To be done:
**1)** According to the bug-report thread about the unreadable pickle file, how big is that pickle file once zipped?
**2)** Extend the bug-report thread about the unreadable pickle file, starting right after its final message.

Text section:
Closed EmilStenstrom closed 5 years ago
I understand that this is something that is tricky to reproduce. Therefore I've created a new repository with my code, and invited you to that repository. I've added documentation on how to run the code there.
Beware that running through the full wikidata dump with 24 million entries takes several hours. After all the building is done you can quickly run the example and see it fail.
Somehow the UNLIKELY(size < count*(sizeof(TrieNode) - sizeof(TrieNode*)))
returns true, preventing the pickle file to be read.
Let me know if there is anything I can do to help troubleshoot this.
@EmilStenstrom Thanks a lot for your effort! I'll try to reproduce the bug.
@EmilStenstrom I was able to build wikidata-reduced.json, it was really time consuming. :) Now can I debug, thank you.
@WojciechMula Phew. Now you have some more waiting to do as you build the automation, and then try to search it. Building the automation works. The crash occurs when you try to load it using the last command.
Sorry about the long waits :)
@EmilStenstrom I'm working on this issue now, and managed to fix ugly memory leak. It's not a fix yet. :)
@WojciechMula That sounds fantastic! :) I'm happy all that processing power didn't go to waste.
@EmilStenstrom I'm still trying to reproduce the bug. Unfortunately, my laptop has too few memory and your app is killed after eating all 4GB. I tried to split input and then build/pickle/unpickle smaller chunks, but nothing wrong happened so far. I supposed there were some unicode-related problems (like #53), but it seems it's not a case. Just writing to give you feedback.
@WojciechMula I'm thinking of different ways of helping out. Would it help if I sent you the pickle file? It is 88 Mb if I zip it, so I think I can give you a dropbox link? What e-mail should I send the link to?
I had an idea that maybe the whole file was truncated? So I found that you can inspect a pickle file with pickletools from the python library. But it seems it ends in the expected way:
$ python -m pickletools wikidata_automation.pickle | tail
268149006: r LONG_BINPUT 13858041
268149011: X BINUNICODE 'Q27876039'
268149025: r LONG_BINPUT 13858042
268149030: e APPENDS (MARK at 268141046)
268149031: t TUPLE (MARK at 27)
268149032: r LONG_BINPUT 13858043
268149037: R REDUCE
268149038: r LONG_BINPUT 13858044
268149043: . STOP
highest protocol among opcodes = 3
@EmilStenstrom If you can, please send me the pickle file directly. My e-mail: wojciech_mula@poczta.onet.pl
Sent the link to your e-mail!
I also pushed some updates the the script that creates the wikidata-reduced.json file (I sent you the old file, not the updated one to make sure you can reproduce). The updated file is now excluding lots of entities I'm not interested in anyway. Should be about half the size. Maybe that makes it possible to create the automation on 4 Gb? I'm on a Macbook Pro from work with 16 Gb RAM, so I can deal with huge files.

Provided records:
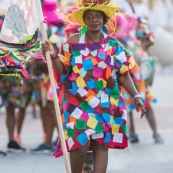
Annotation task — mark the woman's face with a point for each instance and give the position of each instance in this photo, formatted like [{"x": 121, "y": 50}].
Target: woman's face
[{"x": 94, "y": 20}]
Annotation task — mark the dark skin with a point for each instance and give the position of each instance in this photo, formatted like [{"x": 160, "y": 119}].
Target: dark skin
[{"x": 100, "y": 152}]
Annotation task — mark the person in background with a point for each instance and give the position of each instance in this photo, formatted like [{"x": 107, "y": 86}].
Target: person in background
[
  {"x": 54, "y": 26},
  {"x": 135, "y": 34}
]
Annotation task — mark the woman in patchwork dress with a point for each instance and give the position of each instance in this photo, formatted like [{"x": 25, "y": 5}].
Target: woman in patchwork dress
[{"x": 92, "y": 68}]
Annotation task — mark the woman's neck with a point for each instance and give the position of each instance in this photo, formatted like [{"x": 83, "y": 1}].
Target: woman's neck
[{"x": 94, "y": 36}]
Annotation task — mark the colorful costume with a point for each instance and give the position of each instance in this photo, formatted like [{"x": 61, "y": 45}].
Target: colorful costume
[
  {"x": 93, "y": 106},
  {"x": 133, "y": 42}
]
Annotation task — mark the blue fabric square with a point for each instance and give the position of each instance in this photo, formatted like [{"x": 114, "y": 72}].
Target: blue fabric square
[
  {"x": 82, "y": 138},
  {"x": 108, "y": 91},
  {"x": 108, "y": 137},
  {"x": 101, "y": 56},
  {"x": 105, "y": 105},
  {"x": 74, "y": 89},
  {"x": 87, "y": 64},
  {"x": 118, "y": 121},
  {"x": 121, "y": 102},
  {"x": 63, "y": 78},
  {"x": 106, "y": 117},
  {"x": 119, "y": 49},
  {"x": 91, "y": 84},
  {"x": 90, "y": 110},
  {"x": 73, "y": 61},
  {"x": 66, "y": 116},
  {"x": 99, "y": 118}
]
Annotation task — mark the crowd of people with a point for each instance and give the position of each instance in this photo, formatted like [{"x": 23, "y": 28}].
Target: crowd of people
[{"x": 102, "y": 69}]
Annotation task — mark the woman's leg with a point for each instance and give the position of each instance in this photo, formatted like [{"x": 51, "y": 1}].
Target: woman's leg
[
  {"x": 49, "y": 118},
  {"x": 152, "y": 122},
  {"x": 100, "y": 153},
  {"x": 10, "y": 121},
  {"x": 131, "y": 124},
  {"x": 77, "y": 158},
  {"x": 20, "y": 119},
  {"x": 151, "y": 119}
]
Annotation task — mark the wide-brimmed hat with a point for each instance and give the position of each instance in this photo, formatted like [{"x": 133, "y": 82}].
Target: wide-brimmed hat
[
  {"x": 106, "y": 6},
  {"x": 72, "y": 27},
  {"x": 52, "y": 12}
]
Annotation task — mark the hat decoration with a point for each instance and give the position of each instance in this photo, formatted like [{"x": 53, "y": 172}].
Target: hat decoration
[
  {"x": 107, "y": 6},
  {"x": 52, "y": 12}
]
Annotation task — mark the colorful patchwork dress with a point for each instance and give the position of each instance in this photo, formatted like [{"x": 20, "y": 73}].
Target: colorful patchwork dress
[{"x": 93, "y": 107}]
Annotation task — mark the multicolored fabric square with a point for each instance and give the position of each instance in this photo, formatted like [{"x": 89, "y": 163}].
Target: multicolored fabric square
[{"x": 92, "y": 96}]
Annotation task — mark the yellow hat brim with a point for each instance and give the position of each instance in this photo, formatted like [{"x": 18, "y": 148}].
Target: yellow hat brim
[{"x": 77, "y": 15}]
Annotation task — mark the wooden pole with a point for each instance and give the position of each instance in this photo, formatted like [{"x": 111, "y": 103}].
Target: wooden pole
[{"x": 55, "y": 97}]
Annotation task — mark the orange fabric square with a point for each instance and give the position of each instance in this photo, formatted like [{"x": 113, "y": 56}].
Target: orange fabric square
[{"x": 72, "y": 119}]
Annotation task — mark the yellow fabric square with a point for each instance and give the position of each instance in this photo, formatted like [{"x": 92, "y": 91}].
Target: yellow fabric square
[
  {"x": 104, "y": 82},
  {"x": 92, "y": 122},
  {"x": 123, "y": 69},
  {"x": 80, "y": 82},
  {"x": 65, "y": 135},
  {"x": 53, "y": 38},
  {"x": 115, "y": 128},
  {"x": 132, "y": 62},
  {"x": 111, "y": 119},
  {"x": 75, "y": 69},
  {"x": 114, "y": 101},
  {"x": 108, "y": 72},
  {"x": 89, "y": 98},
  {"x": 64, "y": 59}
]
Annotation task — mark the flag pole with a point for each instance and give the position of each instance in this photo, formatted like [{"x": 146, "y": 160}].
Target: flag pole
[{"x": 55, "y": 97}]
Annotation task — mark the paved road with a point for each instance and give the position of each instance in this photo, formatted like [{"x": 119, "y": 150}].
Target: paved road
[{"x": 144, "y": 157}]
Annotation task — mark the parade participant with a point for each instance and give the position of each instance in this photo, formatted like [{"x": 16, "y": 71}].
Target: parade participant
[
  {"x": 54, "y": 24},
  {"x": 139, "y": 45},
  {"x": 14, "y": 96},
  {"x": 93, "y": 67}
]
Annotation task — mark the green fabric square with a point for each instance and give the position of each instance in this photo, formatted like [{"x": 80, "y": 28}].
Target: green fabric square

Outputs:
**1)** 88 Mb

**2)**
@EmilStenstrom Just clicked what's wrong. If your automaton takes several gigabytes it's almost impossible that a pickle file would be several times smaller.
@WojciechMula: So something is wrong with how I create the pickle file?
@EmilStenstrom You're doing everything perfectly right, there's some bug in pickle. Just created automaton with 1.000.000 words and pickled file has 350MB.
@EmilStenstrom You've shown tail of the pickled file, but could you please the beginning on file. On my system I have:
$ python3 -m pickletools ref.pickle
0: \x80 PROTO 3
2: c GLOBAL 'ahocorasick Automaton'
25: q BINPUT 0
27: ( MARK
28: J BININT 168760016
33: C SHORT_BINBYTES b''
35: q BINPUT 1
37: K BININT1 2
39: K BININT1 2
41: J BININT 16182875
46: J BININT 16182874
51: M BININT2 310
54: ] EMPTY_LIST
55: q BINPUT 2
57: ( MARK
For sure the file is corrupted. At offset 33 is an empty bytes object, while it should be a large blob of data, field at offset 37 should be 20. For now I have no idea what's wrong, of course will continue work on this.
Is everything OK when you build smaller automatons? Do you have own compilation of Python, or it comes from precompiled package?
Here's the first 20 lines of my file:
$ python -m pickletools wikidata_automation.pickle | head -n20
0: \x80 PROTO 3
2: c GLOBAL 'ahocorasick Automaton'
25: q BINPUT 0
27: ( MARK
28: J BININT 168760016
33: C SHORT_BINBYTES b''
35: q BINPUT 1
37: K BININT1 2
39: K BININT1 2
41: J BININT 16182875
46: J BININT 16182874
51: M BININT2 310
54: ] EMPTY_LIST
55: q BINPUT 2
57: ( MARK
58: X BINUNICODE 'Q23600353'
72: q BINPUT 3
74: X BINUNICODE 'Q14877373'
88: q BINPUT 4
90: X BINUNICODE 'Q26446664'
Looks very similar to yours.
I'm using the latest stable version of python (3.5.2) that is distributed with Homebrew (the most popular package manager for Mac).
$ brew info python3
python3: stable 3.5.2 (bottled), devel 3.6.0rc1, HEAD
Interpreted, interactive, object-oriented programming language
https://www.python.org/
/usr/local/Cellar/python3/3.5.2 (3,664 files, 55.0M) *
Poured from bottle on 2016-07-07 at 20:30:19
From: https://github.com/Homebrew/homebrew-core/blob/master/Formula/python3.rb
$ python3.5
Python 3.5.2 (default, Jun 29 2016, 13:43:58)
[GCC 4.2.1 Compatible Apple LLVM 7.3.0 (clang-703.0.31)] on darwin
I've now tried with a couple of different files. First a new one generated with the updated script. It removes all empty labels:
$ python run_wikidata_search.py wikidata_automation_noempty.pickle "Belgium, Sweden and Poland are three fine countries"
Traceback (most recent call last):
File "run_wikidata_search.py", line 17, in <module>
main(filename_in, text)
File "run_wikidata_search.py", line 11, in main
automation = pickle.load(f)
ValueError: binary data truncated (3)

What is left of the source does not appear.